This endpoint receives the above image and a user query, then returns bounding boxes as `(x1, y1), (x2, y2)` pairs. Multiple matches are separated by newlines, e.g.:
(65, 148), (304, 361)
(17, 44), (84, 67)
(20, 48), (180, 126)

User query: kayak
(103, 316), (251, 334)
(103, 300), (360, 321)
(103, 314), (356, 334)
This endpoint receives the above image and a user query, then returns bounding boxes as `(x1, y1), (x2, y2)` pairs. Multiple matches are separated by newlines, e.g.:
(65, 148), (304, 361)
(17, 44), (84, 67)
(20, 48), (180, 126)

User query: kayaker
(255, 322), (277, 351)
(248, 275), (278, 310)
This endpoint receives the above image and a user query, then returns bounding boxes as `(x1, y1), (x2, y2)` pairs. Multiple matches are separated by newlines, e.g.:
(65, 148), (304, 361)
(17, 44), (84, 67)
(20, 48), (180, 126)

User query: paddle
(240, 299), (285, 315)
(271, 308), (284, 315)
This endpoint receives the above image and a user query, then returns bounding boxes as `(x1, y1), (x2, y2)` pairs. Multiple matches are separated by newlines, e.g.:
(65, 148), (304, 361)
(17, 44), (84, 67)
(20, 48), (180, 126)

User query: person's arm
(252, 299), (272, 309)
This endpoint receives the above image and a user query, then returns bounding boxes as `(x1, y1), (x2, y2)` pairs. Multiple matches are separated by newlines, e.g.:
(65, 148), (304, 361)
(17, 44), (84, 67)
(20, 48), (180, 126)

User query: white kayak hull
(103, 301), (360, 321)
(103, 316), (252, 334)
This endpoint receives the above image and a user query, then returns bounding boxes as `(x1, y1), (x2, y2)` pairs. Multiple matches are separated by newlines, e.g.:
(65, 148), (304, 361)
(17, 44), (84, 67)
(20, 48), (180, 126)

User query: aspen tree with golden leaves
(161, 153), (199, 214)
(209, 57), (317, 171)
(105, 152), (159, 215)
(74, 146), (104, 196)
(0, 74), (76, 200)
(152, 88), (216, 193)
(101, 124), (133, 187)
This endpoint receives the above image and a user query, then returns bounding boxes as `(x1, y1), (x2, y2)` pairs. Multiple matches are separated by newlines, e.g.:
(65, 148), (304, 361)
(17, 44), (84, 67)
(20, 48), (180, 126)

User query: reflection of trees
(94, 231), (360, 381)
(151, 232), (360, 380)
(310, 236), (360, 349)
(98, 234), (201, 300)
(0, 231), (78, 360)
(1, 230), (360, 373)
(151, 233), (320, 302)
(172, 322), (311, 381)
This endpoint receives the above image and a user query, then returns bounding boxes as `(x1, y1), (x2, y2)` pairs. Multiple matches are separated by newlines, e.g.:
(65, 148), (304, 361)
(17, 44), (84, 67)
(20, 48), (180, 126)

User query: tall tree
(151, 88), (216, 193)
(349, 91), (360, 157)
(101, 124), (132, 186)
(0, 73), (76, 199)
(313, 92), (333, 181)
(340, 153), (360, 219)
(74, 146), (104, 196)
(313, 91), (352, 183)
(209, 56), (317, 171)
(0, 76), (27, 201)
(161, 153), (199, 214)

· · · · ·

- **EXERCISE INSTRUCTIONS**
Output all of the data without altering a single line.

- **YOUR SOLUTION**
This endpoint receives the above image and a user query, then returns bounding boxes as `(x1, y1), (x2, y2)` pairs. Multiple matches are separated by newlines, e.g.:
(65, 148), (304, 361)
(17, 44), (84, 67)
(20, 48), (180, 126)

User query: kayak
(103, 316), (251, 334)
(103, 300), (360, 321)
(103, 314), (356, 334)
This endpoint receives the above image and a user query, then returns bounding boxes as `(x1, y1), (x2, y2)` pairs. Multiple matches are separated by newlines, e.g.:
(65, 148), (304, 361)
(17, 44), (84, 67)
(20, 48), (180, 126)

User query: kayaker
(255, 322), (277, 351)
(248, 275), (278, 310)
This endpoint receives the above image and a user query, then returns bounding boxes as `(x1, y1), (x2, y2)` pairs. Multiple matches are separated by newlines, e.g.:
(65, 148), (304, 361)
(17, 44), (84, 67)
(20, 48), (180, 126)

User query: paddle
(240, 299), (285, 315)
(271, 308), (284, 315)
This endpoint receives the above image and a user query, then returns bounding boxes as `(x1, y1), (x2, y2)` pairs. Multiple matches are separated by newlines, e.g.:
(65, 148), (304, 361)
(17, 44), (84, 67)
(20, 48), (180, 126)

User query: person's arm
(252, 299), (272, 309)
This endpoint receives the above image and a user query, then returns bounding boxes as `(x1, y1), (x2, y2)` pairs. Multiple matches are separated by newlines, e.g.:
(65, 148), (304, 361)
(17, 44), (84, 67)
(20, 48), (180, 126)

User query: white kayak hull
(103, 301), (360, 321)
(103, 316), (252, 334)
This endpoint receives the above image and a user query, then returns bounding boxes as `(x1, y1), (x2, y2)` pairs. Multiple matches are separated by newlines, e.g.:
(65, 148), (304, 361)
(17, 44), (84, 67)
(20, 48), (180, 126)

User query: aspen tree with golden leaves
(161, 153), (199, 214)
(209, 57), (317, 171)
(105, 152), (159, 215)
(74, 146), (104, 196)
(0, 74), (76, 200)
(152, 88), (216, 193)
(101, 124), (133, 187)
This endpoint receives the above image and a user query, then returns bounding boxes as `(x1, y1), (x2, y2)` pairs. Multiple matches are separated by newlines, e.g.:
(65, 148), (304, 361)
(17, 44), (84, 67)
(20, 48), (180, 126)

User query: reflection of trees
(94, 231), (360, 381)
(151, 232), (360, 380)
(310, 236), (360, 349)
(98, 234), (201, 300)
(0, 231), (78, 360)
(1, 230), (360, 373)
(151, 233), (320, 302)
(172, 322), (311, 381)
This endpoint receives the above image and a user query, then returns bounding boxes as `(x1, y1), (x2, y2)` pairs. Multiple matches are separated by newlines, e.g.:
(65, 148), (304, 361)
(17, 44), (84, 67)
(20, 48), (180, 126)

User query: tall tree
(151, 88), (216, 193)
(349, 91), (360, 157)
(101, 124), (132, 186)
(0, 73), (76, 199)
(313, 92), (333, 181)
(340, 153), (360, 219)
(74, 146), (104, 196)
(313, 91), (352, 183)
(209, 56), (317, 171)
(0, 76), (27, 201)
(161, 153), (199, 214)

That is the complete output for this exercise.